═══ RECORDS FOR THIS TASK

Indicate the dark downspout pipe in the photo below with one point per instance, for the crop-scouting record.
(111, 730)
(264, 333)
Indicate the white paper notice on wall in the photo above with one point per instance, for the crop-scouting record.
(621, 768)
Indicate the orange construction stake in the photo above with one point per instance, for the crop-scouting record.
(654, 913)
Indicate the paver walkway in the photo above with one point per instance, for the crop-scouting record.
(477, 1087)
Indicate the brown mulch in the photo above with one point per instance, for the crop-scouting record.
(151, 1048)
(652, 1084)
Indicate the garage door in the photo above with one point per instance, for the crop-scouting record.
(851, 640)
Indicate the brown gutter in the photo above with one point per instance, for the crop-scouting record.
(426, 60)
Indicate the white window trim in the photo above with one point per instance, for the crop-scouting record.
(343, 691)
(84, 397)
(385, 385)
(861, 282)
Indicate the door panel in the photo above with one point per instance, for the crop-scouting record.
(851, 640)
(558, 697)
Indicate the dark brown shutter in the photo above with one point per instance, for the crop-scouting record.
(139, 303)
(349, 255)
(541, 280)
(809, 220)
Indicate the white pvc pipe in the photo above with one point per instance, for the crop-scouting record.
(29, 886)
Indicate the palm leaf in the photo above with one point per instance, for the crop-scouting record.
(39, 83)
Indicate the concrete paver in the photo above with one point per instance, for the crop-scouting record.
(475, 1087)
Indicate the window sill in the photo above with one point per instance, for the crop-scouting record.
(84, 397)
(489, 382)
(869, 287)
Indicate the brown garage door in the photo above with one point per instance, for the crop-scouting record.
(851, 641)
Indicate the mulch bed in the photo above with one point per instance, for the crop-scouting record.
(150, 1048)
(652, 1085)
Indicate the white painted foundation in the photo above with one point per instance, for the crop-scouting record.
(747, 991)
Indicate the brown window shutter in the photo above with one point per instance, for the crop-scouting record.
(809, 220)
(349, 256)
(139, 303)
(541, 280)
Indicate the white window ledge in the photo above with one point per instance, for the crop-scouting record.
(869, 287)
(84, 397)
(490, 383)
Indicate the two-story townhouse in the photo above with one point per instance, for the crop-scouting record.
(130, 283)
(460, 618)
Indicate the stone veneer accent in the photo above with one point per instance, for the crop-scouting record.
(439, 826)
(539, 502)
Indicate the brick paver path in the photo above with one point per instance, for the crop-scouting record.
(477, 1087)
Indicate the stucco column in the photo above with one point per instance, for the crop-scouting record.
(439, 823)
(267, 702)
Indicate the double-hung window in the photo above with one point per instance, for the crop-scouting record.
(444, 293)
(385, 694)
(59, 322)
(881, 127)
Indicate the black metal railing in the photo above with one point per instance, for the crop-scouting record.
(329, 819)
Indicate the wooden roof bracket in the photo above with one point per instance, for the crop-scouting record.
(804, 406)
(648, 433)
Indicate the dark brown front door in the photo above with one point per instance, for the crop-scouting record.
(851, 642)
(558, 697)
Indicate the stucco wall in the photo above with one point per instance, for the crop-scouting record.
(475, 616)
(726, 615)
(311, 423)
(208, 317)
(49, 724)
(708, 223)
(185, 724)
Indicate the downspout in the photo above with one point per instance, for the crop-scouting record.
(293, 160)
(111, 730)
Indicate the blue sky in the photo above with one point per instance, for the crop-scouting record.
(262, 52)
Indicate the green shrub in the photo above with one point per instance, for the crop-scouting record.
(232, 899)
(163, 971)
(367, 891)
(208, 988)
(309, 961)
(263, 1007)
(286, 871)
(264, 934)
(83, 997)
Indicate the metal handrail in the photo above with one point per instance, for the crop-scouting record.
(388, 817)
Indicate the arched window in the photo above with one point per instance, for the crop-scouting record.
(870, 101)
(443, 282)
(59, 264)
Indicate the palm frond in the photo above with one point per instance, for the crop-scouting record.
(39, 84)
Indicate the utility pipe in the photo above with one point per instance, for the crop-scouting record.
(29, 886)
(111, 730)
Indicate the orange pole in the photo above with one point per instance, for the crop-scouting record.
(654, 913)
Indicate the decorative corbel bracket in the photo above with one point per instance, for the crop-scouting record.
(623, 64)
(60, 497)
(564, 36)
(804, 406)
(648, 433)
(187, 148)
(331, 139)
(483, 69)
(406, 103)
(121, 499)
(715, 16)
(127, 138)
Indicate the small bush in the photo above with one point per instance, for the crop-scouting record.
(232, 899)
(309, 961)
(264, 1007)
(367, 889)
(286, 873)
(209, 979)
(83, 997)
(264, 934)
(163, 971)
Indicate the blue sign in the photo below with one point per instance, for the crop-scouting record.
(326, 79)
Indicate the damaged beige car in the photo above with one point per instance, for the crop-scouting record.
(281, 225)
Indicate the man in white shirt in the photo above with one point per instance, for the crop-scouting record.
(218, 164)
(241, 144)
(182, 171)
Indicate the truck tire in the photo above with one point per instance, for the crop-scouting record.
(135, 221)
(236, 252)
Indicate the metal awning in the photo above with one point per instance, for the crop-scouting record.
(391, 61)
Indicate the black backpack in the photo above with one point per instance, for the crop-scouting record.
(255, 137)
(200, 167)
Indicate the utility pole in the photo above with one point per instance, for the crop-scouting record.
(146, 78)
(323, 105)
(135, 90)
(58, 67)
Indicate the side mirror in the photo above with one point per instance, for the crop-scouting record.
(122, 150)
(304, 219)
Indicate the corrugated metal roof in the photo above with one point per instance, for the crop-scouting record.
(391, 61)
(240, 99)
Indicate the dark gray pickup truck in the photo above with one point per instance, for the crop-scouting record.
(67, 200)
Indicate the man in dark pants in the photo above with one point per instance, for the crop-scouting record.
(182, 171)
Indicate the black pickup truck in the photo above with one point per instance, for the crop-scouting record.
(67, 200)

══════

(GIVEN PROBLEM): Quote all of the rows above word for word, from the first to the last.

(COMPLETE OUTPUT):
Indicate the dark downspout pipe in the photo below with one point per instance, for the crop-scouting record.
(111, 730)
(264, 333)
Indicate the white paper notice on wall in the photo above with one point per instance, for the crop-scouting record.
(621, 768)
Indicate the orange construction stake in the photo above with one point per instance, for the crop-scouting record.
(654, 913)
Indicate the paver walkway in the photo above with one point per instance, for the crop-scouting record.
(477, 1087)
Indicate the brown mulch in the photo above with one point per instance, for the crop-scouting record.
(151, 1048)
(652, 1084)
Indicate the garage door in the photo above with one point per instance, for the crop-scouting record.
(851, 640)
Indicate the brown gutter in the photo above with one point per instance, for the crop-scouting record.
(426, 60)
Indicate the white window trim in the photo above with one point per instance, for the crop-scouting record.
(343, 691)
(84, 397)
(385, 385)
(861, 282)
Indicate the door panel in the photo above with one point per instance, for the crop-scouting record.
(851, 640)
(558, 697)
Indicate the dark brown shutter in the photo above with one point per instance, for the crop-scouting record.
(139, 303)
(349, 255)
(541, 280)
(809, 220)
Indicate the white pvc pipe in the photo above with one point per instance, for the crop-scouting record.
(29, 886)
Indicate the palm leaf in the photo above with one point per instance, for the crop-scouting record.
(39, 83)
Indicate the concrete paver in the photo above with one point per instance, for the crop-scouting record.
(475, 1087)
Indicate the window sill in the photo above with one point per instance, for the crop-scouting record.
(84, 397)
(489, 382)
(869, 287)
Indicate the brown garage door in the photo above with one point per instance, for the crop-scouting record.
(851, 641)
Indicate the mulch bed in the photo above with one point per instance, for the crop-scouting record.
(150, 1048)
(652, 1085)
Indicate the white painted foundation in the photo above with one point per instance, for the crop-scouting record.
(747, 991)
Indicate the brown window shutter in the photo above with one point per instance, for the crop-scouting record.
(809, 220)
(349, 256)
(139, 303)
(541, 280)
Indicate the white window ledge in the photo above with one point per instance, for the crop-scouting record.
(869, 287)
(84, 397)
(490, 383)
Indicate the two-story townhouse in the photo above with one point per instance, for the crop-scouting record.
(130, 283)
(460, 618)
Indicate the stone veneer accent in the photo above with one point per instance, for the crop-scouting record.
(439, 826)
(539, 502)
Indicate the brick paver path in the photo above with one point per instance, for the crop-scouting record.
(477, 1087)
Indicate the stucco column in the photo above with one point per instance, for the crop-scouting record.
(439, 823)
(267, 702)
Indicate the double-hung window in the photo above with one point per instance, for the crop-scouting record.
(444, 293)
(385, 694)
(59, 322)
(881, 127)
Indicate the black metal railing in the photo above with one point per instance, for the crop-scouting record.
(329, 819)
Indicate the wooden roof bracket in the photo above with one point per instance, for the crop-scouting record.
(804, 406)
(648, 433)
Indicate the dark brown front door in the photo above with one point per instance, for the crop-scouting record.
(851, 642)
(558, 697)
Indicate the stucco wall in the photo above with one point per instance, for the crop-scouting record.
(475, 616)
(726, 615)
(311, 423)
(208, 317)
(49, 724)
(708, 223)
(185, 724)
Indicate the downspout in the photo above with one point per instance, for the crop-scouting record.
(293, 160)
(111, 730)
Indicate the blue sky in the photo above with one point per instance, for the crop-scouting record.
(262, 52)
Indicate the green shrub in the photo above with one point per instance, for the crop-scouting record.
(232, 899)
(163, 971)
(367, 891)
(208, 988)
(309, 961)
(263, 1007)
(286, 871)
(264, 934)
(83, 997)
Indicate the metal handrail in the photo above with one point per instance, for the crop-scouting record.
(388, 817)
Indicate the arched window in the photo above with one point per instance, for the crop-scouting record.
(870, 101)
(443, 282)
(59, 264)
Indicate the palm frond in the photo above with one point per instance, for the crop-scouting record.
(39, 84)
Indicate the utility pipe in the photo above with one point per instance, for the crop-scouting record.
(29, 886)
(111, 730)
Indicate the orange pole in the photo above with one point per instance, for the crop-scouting record.
(654, 913)
Indicate the decorative corbel bracket in the photo above with one point per instance, for the crop-scouting record.
(623, 64)
(60, 497)
(564, 36)
(804, 406)
(648, 433)
(187, 148)
(331, 139)
(483, 69)
(406, 103)
(121, 499)
(715, 16)
(127, 138)
Indicate the small bush in the photo above with one point per instance, for the crop-scouting record.
(232, 899)
(309, 961)
(264, 1007)
(367, 889)
(286, 873)
(209, 979)
(83, 997)
(264, 934)
(163, 971)
Indicate the blue sign in the photo below with one point per instance, for the crop-scouting record.
(326, 79)
Indicate the damaged beige car in the photo above with one point per instance, for the crop-scouting record.
(281, 225)
Indicate the man in white shirt in the photo above with one point per instance, for the crop-scouting record.
(218, 164)
(241, 144)
(182, 171)
Indicate the truck tire in the photo above with one point per instance, for the crop-scouting record.
(135, 221)
(236, 252)
Indicate the metal awning in the photo above with one point per instance, for the crop-scouting record.
(391, 61)
Indicate the black backpack in the photo above with one point per instance, for the crop-scouting record.
(255, 137)
(200, 167)
Indicate the utility pole in the photo above with one point per instance, for the crop-scouting record.
(146, 78)
(323, 105)
(135, 90)
(58, 67)
Indicate the side mirror in the photo above with one point per instance, for the crop-scouting record.
(122, 150)
(304, 219)
Indicate the corrugated metal roof in the photo above with one point per instance, for the crop-scouting record.
(391, 61)
(240, 99)
Indicate the dark gray pickup truck in the photo above with one point per instance, for the crop-scouting record.
(67, 200)
Indicate the man in dark pants in the photo above with one point per instance, for the crop-scouting record.
(182, 171)
Indicate the black pickup truck in the photo above with one point per instance, for the crop-scouting record.
(67, 200)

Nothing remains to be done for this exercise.